**Consigne 1**
Recopiez, s'il vous plaît, la chronique sur Yeasayer en entier et à l'identique.

**Chronique**

#####

Traduction de la chronique de Pitchfork.
Lorsque Yeasayer ont débuté en 2007 avec All Hour Cymbals, ils étaient un groupe art-pop de Brooklyn étrangement en décalage avec leurs pairs. Ils ont laissé planer le mystère et la surprise, et dans leurs meilleurs moments (2080, Sunrise) ils ont réussi à faire du mysticisme amusant et de la musique pop un semble attrayant et passionnant. Ils étaient essentiellement une version roots et rock de MGMT à ce moment. Leur sort semblait doublement scellé par Tightrope, leur contribution diablement bien exécutée en live sur la compilation de charité Dark Was the Night.
Ensuite, on pourrait estimer qu'ils ont fait encore mieux avec Ambling Alp, le single qui précédait Odd Blood. Alp a réussi à conserver la bonne foi pitoresque originelle en la transformant en pop brillante, lustrée et accrocheuse. Cette dualité s'étendait aux paroles également ; la chanson évoque l'infame boxeur italien Primo Carnera, mais dans le refrain Chris Keating chante le genre de conseils paternels bienveillants que l'on pourrait entendre dans un montage de Shrek.

#####

Enregistrements sources:
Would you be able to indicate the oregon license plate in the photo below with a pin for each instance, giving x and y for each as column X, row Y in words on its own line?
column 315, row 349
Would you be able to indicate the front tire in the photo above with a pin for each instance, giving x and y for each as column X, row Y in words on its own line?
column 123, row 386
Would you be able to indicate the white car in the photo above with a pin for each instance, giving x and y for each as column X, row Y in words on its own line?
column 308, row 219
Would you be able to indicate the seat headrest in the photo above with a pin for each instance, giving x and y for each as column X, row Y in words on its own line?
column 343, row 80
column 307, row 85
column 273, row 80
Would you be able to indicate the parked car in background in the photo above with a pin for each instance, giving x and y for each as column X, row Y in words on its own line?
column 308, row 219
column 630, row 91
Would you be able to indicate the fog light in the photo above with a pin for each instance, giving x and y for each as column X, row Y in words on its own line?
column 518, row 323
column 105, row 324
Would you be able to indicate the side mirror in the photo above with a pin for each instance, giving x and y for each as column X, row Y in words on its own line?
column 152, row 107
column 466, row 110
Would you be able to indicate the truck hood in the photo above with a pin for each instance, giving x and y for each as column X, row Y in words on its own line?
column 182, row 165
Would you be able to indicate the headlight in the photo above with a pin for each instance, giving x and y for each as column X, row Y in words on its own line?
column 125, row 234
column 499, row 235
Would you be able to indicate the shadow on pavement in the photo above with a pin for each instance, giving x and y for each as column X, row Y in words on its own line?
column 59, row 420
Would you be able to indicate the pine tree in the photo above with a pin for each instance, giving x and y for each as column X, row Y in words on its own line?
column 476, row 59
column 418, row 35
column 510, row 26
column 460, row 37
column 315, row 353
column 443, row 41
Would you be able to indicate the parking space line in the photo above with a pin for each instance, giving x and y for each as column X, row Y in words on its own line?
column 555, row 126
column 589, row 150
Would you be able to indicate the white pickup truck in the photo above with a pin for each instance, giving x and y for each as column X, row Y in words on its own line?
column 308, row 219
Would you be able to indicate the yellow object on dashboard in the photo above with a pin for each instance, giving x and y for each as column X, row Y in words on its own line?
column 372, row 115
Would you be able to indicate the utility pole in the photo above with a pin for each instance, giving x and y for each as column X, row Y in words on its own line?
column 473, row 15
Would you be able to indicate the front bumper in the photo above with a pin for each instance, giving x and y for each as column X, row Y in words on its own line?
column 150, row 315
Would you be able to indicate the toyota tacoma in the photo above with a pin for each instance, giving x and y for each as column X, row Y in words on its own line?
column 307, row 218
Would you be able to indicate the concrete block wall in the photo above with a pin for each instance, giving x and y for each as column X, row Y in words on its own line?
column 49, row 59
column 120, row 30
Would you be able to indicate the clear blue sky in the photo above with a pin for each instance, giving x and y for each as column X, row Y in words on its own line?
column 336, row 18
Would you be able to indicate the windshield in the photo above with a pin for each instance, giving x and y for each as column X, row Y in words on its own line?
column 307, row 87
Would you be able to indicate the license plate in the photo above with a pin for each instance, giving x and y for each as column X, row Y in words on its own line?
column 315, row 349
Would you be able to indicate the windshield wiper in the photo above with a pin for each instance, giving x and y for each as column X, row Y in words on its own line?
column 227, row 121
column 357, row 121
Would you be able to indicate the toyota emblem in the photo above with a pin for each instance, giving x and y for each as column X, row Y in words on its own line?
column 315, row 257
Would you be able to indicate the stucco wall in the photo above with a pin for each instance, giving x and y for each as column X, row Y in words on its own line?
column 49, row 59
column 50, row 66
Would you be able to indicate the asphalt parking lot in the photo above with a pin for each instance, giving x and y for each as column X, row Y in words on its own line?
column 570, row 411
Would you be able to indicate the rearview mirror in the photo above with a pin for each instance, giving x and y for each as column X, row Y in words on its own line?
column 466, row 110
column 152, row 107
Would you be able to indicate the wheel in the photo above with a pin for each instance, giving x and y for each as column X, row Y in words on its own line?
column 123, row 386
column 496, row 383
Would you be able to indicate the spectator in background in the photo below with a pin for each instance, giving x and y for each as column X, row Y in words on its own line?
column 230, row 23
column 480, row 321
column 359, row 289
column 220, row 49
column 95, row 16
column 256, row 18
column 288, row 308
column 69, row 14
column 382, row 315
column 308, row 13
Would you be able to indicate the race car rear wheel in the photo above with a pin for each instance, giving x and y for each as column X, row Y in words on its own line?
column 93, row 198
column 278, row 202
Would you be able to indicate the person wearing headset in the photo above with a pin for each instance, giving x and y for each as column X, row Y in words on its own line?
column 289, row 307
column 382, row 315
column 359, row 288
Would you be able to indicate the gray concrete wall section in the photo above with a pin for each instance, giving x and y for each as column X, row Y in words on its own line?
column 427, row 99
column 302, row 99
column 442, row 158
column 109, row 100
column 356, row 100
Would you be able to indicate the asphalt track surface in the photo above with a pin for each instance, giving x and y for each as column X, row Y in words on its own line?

#####

**Consigne 2**
Dans les enregistrements, remplacez « pin » par « marker » sur les lignes allant de celle qui contient « Would you be able to indicate the stucco » jusqu'à la fin des enregistrements, bornes incluses. Redonnez uniquement ces lignes, sans autre modification.

**Réponse attendue 1**
Traduction de la chronique de Pitchfork.
Lorsque Yeasayer ont débuté en 2007 avec All Hour Cymbals, ils étaient un groupe art-pop de Brooklyn étrangement en décalage avec leurs pairs. Ils ont laissé planer le mystère et la surprise, et dans leurs meilleurs moments (2080, Sunrise) ils ont réussi à faire du mysticisme amusant et de la musique pop un semble attrayant et passionnant. Ils étaient essentiellement une version roots et rock de MGMT à ce moment. Leur sort semblait doublement scellé par Tightrope, leur contribution diablement bien exécutée en live sur la compilation de charité Dark Was the Night.
Ensuite, on pourrait estimer qu'ils ont fait encore mieux avec Ambling Alp, le single qui précédait Odd Blood. Alp a réussi à conserver la bonne foi pitoresque originelle en la transformant en pop brillante, lustrée et accrocheuse. Cette dualité s'étendait aux paroles également ; la chanson évoque l'infame boxeur italien Primo Carnera, mais dans le refrain Chris Keating chante le genre de conseils paternels bienveillants que l'on pourrait entendre dans un montage de Shrek.

**Réponse attendue 2**
Would you be able to indicate the stucco wall in the photo above with a marker for each instance, giving x and y for each as column X, row Y in words on its own line?
column 49, row 59
column 50, row 66
Would you be able to indicate the asphalt parking lot in the photo above with a marker for each instance, giving x and y for each as column X, row Y in words on its own line?
column 570, row 411
Would you be able to indicate the rearview mirror in the photo above with a marker for each instance, giving x and y for each as column X, row Y in words on its own line?
column 466, row 110
column 152, row 107
Would you be able to indicate the wheel in the photo above with a marker for each instance, giving x and y for each as column X, row Y in words on its own line?
column 123, row 386
column 496, row 383
Would you be able to indicate the spectator in background in the photo below with a marker for each instance, giving x and y for each as column X, row Y in words on its own line?
column 230, row 23
column 480, row 321
column 359, row 289
column 220, row 49
column 95, row 16
column 256, row 18
column 288, row 308
column 69, row 14
column 382, row 315
column 308, row 13
Would you be able to indicate the race car rear wheel in the photo above with a marker for each instance, giving x and y for each as column X, row Y in words on its own line?
column 93, row 198
column 278, row 202
Would you be able to indicate the person wearing headset in the photo above with a marker for each instance, giving x and y for each as column X, row Y in words on its own line?
column 289, row 307
column 382, row 315
column 359, row 288
Would you be able to indicate the gray concrete wall section in the photo above with a marker for each instance, giving x and y for each as column X, row Y in words on its own line?
column 427, row 99
column 302, row 99
column 442, row 158
column 109, row 100
column 356, row 100
Would you be able to indicate the asphalt track surface in the photo above with a marker for each instance, giving x and y for each as column X, row Y in words on its own line?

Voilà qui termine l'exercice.